* **EXERCISE**:
Should the word "white" occur in a line of the records, copy that line.

* **RECORDS SUPPLIED**:

=== Section Start ===

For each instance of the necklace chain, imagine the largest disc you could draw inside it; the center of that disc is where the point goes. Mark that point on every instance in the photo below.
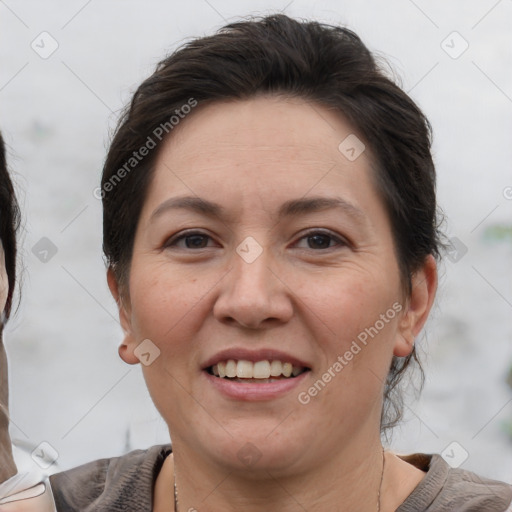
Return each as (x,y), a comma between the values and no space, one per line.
(378,494)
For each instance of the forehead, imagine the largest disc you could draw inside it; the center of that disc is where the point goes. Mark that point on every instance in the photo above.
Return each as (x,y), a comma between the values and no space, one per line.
(260,151)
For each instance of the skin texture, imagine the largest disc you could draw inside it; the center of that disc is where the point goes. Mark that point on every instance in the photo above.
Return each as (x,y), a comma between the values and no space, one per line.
(250,157)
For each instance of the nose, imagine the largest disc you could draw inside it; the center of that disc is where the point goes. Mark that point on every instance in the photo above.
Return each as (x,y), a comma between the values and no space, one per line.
(253,294)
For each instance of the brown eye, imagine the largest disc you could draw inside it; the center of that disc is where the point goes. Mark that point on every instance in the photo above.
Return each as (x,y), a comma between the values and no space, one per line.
(322,240)
(189,240)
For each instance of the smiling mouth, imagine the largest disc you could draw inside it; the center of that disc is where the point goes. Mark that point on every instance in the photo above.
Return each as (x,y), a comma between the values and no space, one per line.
(256,372)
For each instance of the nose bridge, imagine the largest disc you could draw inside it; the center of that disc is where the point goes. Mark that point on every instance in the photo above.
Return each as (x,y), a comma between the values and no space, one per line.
(252,293)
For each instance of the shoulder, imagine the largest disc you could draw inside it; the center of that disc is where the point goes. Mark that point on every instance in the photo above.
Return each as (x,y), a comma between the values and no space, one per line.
(445,489)
(119,483)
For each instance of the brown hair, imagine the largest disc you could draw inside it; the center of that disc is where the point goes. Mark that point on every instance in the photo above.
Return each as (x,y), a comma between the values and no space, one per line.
(273,55)
(9,224)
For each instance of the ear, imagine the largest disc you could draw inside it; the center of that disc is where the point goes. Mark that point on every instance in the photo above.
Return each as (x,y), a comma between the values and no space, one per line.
(128,345)
(418,306)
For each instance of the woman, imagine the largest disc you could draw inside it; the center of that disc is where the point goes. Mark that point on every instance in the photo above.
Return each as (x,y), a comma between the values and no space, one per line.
(27,491)
(271,237)
(9,221)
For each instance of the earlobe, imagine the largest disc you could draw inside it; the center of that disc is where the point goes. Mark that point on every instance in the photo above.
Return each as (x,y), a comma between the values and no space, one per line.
(419,304)
(128,345)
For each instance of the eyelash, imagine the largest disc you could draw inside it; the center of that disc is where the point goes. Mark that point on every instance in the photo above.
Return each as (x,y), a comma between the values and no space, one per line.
(316,232)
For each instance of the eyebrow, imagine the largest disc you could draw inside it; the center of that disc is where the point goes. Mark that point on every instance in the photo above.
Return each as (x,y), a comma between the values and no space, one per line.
(293,207)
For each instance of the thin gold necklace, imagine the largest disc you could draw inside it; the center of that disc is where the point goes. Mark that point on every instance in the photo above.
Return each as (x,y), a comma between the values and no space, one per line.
(378,494)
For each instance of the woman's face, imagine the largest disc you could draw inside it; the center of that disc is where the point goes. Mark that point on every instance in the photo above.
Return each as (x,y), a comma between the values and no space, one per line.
(282,251)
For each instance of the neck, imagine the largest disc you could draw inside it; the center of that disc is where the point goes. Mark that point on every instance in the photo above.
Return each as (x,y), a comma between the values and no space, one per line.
(349,480)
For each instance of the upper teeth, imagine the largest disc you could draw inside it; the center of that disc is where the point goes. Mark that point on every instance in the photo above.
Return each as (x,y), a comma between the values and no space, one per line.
(258,370)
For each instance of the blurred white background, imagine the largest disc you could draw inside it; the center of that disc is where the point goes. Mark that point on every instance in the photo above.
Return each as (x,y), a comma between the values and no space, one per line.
(68,386)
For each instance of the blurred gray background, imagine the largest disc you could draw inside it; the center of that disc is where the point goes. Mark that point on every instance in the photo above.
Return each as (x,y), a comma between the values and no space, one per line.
(66,70)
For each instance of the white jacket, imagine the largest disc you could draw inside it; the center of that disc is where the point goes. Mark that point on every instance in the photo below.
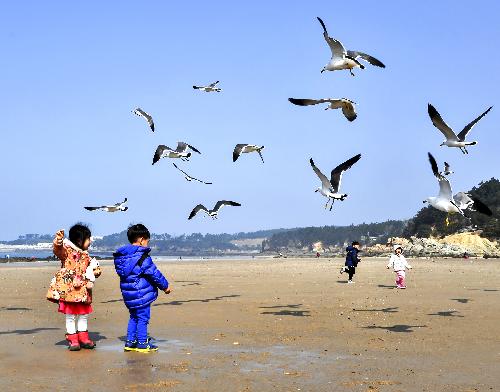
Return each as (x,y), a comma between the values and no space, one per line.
(399,263)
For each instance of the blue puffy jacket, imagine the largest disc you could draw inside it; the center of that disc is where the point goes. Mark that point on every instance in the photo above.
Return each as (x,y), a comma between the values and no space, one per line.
(139,283)
(352,259)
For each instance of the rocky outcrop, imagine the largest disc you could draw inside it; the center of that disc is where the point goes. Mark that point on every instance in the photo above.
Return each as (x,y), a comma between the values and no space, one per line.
(455,245)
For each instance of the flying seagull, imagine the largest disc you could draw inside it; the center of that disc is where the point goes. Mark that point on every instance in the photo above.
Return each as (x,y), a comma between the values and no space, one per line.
(188,177)
(445,201)
(141,113)
(113,208)
(215,211)
(345,104)
(452,139)
(210,88)
(345,59)
(447,169)
(181,152)
(246,148)
(331,188)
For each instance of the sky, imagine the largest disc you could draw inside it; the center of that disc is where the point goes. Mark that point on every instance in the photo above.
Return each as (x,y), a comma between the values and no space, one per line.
(72,72)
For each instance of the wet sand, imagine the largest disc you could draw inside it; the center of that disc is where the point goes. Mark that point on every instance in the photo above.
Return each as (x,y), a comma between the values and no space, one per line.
(266,325)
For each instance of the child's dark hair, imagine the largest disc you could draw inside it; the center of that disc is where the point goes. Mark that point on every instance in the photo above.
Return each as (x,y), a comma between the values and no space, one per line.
(137,231)
(78,234)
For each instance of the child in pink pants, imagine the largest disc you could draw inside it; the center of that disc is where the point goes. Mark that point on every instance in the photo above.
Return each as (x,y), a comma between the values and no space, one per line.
(399,264)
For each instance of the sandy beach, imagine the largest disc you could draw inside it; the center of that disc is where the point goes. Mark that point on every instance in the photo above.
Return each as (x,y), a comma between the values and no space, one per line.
(266,325)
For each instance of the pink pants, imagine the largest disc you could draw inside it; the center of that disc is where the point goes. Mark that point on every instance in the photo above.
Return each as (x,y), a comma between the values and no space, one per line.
(400,279)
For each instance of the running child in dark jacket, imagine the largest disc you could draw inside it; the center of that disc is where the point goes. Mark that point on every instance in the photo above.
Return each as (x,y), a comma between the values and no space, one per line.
(351,260)
(140,280)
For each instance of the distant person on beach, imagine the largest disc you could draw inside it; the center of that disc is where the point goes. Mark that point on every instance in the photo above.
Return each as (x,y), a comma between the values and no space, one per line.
(140,280)
(71,288)
(399,264)
(351,260)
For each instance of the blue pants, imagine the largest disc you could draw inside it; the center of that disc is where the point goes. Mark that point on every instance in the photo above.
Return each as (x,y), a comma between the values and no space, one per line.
(138,324)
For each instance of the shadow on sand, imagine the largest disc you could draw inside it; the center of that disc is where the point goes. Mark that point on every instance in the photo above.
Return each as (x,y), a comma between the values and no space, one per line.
(461,300)
(26,331)
(446,313)
(384,286)
(218,298)
(286,310)
(384,310)
(397,327)
(188,282)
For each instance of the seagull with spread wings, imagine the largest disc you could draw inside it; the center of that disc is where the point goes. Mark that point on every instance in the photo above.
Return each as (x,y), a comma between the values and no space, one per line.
(188,177)
(180,152)
(112,208)
(452,139)
(212,87)
(347,106)
(213,213)
(245,149)
(330,188)
(141,113)
(345,59)
(445,201)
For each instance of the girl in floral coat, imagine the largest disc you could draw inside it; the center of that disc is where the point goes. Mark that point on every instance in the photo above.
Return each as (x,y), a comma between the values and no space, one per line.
(71,288)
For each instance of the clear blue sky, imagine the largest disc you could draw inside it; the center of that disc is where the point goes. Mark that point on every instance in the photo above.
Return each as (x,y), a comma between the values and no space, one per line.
(71,72)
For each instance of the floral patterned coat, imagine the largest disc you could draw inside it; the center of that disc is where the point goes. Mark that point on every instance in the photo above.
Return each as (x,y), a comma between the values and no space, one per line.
(69,284)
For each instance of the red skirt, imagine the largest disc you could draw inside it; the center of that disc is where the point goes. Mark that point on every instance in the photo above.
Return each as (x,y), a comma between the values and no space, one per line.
(74,308)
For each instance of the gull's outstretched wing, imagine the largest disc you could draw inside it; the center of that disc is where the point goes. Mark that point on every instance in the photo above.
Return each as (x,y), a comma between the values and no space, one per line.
(336,46)
(440,124)
(93,208)
(196,210)
(372,60)
(306,101)
(148,117)
(349,110)
(191,177)
(324,180)
(463,133)
(182,147)
(444,185)
(222,203)
(159,152)
(336,175)
(237,151)
(119,204)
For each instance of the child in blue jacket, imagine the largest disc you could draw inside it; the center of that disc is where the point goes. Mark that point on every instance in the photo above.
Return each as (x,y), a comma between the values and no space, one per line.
(351,260)
(140,280)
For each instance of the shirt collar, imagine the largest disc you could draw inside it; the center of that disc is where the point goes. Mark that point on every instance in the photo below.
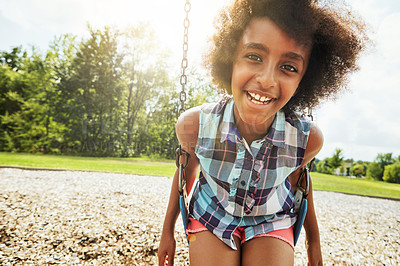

=== Section End ===

* **ANSWER SECTION**:
For each instance of the blurred white background, imagine the largest disc you could draw inside it; the center of that disc is where the point goes. Mark that point on every instance in the photo above.
For each instance of the white jacket, imagine the largest disc you could draw inside it; the center of that disc is where the point goes. Mark that point on every instance in the photo below.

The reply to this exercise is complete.